::: INPUT FOR THIS TASK :::

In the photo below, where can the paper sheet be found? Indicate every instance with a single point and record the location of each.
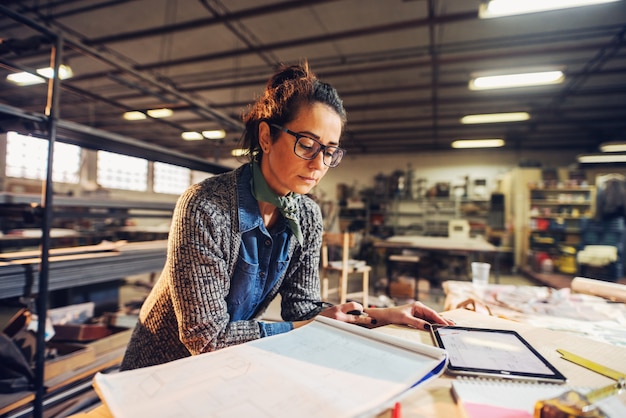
(316, 371)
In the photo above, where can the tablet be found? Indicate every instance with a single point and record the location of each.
(493, 353)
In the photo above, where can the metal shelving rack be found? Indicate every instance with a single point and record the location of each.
(54, 128)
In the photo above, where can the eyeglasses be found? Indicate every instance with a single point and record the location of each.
(308, 148)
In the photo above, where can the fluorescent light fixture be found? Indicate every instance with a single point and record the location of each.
(499, 8)
(613, 147)
(478, 143)
(495, 118)
(134, 115)
(516, 80)
(192, 136)
(27, 79)
(160, 113)
(239, 152)
(602, 158)
(214, 134)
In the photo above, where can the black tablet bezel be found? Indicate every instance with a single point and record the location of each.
(555, 376)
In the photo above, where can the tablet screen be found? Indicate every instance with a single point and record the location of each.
(493, 353)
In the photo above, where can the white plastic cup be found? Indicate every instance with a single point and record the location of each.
(480, 274)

:::

Your task is to output exactly the lines running from the one with "In the photo above, where can the tablet be" through the final line of the material above, with both ends included.

RESULT OF THE TASK.
In the photo above, where can the tablet be found? Indicate every instance with a single point and record the location of each.
(493, 353)
In the photo above, where can the metal shelving rack be found? Indicate every instance with a single point and record the location of each.
(54, 128)
In the photo above, where can the eyeglasses be found? Indicate every instance with a single point and record the location of each.
(308, 148)
In the photo above, where can the fluorescent light fixture be found? Indicate every instance with a single point and record the location of each.
(499, 8)
(613, 147)
(478, 143)
(495, 118)
(134, 115)
(516, 80)
(192, 136)
(27, 79)
(160, 113)
(239, 152)
(602, 158)
(214, 134)
In the photo above, where can the black tablet bezel be found? Indicate every instance with a single point and record the location of each.
(555, 376)
In the photo above, where can the tablet screen be found? Indicate every instance with a single point and record the location of each.
(493, 353)
In the photo above, where can the white plastic cup be found? Indicate every instance with a single point and record the location of each.
(480, 274)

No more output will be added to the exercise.